Content starts

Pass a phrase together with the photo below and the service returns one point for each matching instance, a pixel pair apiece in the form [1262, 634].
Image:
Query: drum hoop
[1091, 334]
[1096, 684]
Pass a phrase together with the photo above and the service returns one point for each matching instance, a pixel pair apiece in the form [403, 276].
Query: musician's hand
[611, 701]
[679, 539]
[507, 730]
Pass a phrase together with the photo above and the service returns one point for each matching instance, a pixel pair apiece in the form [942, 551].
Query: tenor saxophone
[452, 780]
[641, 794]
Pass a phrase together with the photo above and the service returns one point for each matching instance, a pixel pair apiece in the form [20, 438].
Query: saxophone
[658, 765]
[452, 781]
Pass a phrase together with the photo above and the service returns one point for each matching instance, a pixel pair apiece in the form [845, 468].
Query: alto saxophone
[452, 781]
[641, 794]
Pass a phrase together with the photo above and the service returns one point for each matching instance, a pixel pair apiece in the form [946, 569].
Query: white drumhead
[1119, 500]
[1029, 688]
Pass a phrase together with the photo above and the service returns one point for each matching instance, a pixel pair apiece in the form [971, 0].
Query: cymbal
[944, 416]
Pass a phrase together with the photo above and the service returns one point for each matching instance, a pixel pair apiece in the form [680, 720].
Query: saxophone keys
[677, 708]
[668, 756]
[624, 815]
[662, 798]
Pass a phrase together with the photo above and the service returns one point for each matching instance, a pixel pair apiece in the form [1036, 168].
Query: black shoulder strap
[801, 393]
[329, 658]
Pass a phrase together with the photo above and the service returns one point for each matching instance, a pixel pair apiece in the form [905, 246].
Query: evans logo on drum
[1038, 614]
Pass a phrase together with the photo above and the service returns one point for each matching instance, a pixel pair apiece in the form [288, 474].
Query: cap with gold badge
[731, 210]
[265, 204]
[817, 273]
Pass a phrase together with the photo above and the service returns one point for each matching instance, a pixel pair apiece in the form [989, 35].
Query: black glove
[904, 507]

Content ends

● What to do
Repeat the listing exactly, leaving nothing out.

● Written answer
Pass a phrase together with the photo below and the service returns one point for each matching instance, a pixel pair apiece in the form [1262, 634].
Image:
Query: drum hoop
[1091, 334]
[1096, 684]
Pass a phrase together with the photo above and the service returns one point for each matching instance, a pixel pair apiece in the form [403, 276].
Query: musician's hand
[611, 701]
[679, 539]
[507, 730]
Pass a phrase together with the photo above and the service returns one point for each matching instance, a pixel pair apiece in the form [942, 551].
Query: tenor saxophone
[452, 780]
[641, 794]
Pass a phrase together with the photo above and the service returns one point for each matching instance, a pixel pair apiece in the form [20, 438].
Query: saxophone
[658, 765]
[452, 781]
Pass a phrase together with the photo above and the service returns one point for each matching instance, a pixel pair apiece in the form [845, 468].
Query: alto saxophone
[452, 781]
[641, 794]
Pass a phrase together with the photo above and the service returns one point for each matching instance, a pixel pair apiece in the form [946, 569].
Query: white drumhead
[1119, 500]
[1029, 688]
Pass a phrase together with the photo above and the service returns one point for each matching instance, a pixel pair apiece in the form [971, 0].
Query: cymbal
[944, 416]
Pass a phrase together with the photo above and the service returns one point for each matching instance, a pixel pair apiece in the form [680, 720].
Query: saxophone keys
[677, 708]
[668, 756]
[624, 815]
[662, 798]
Pass a phrase together with the photo above and the service returns one point for each matching instance, a pixel pair apiece in the form [1036, 168].
Query: black shoulder strap
[801, 393]
[329, 658]
Pass a phrase together with the photo above and the service returns one point for each matching instance, a pixel pair apiece in the form [905, 246].
Query: evans logo on drum
[1038, 614]
Pass a phrase together with the photo above and the service returns one point for each matching instance, a pixel pair apiece in the form [288, 474].
Query: cap with gold badge
[731, 210]
[265, 204]
[817, 273]
Pass a phrase together with the photo above and the service returns one point for each matching instance, a pixel pair apiece in the form [989, 35].
Query: black glove
[904, 507]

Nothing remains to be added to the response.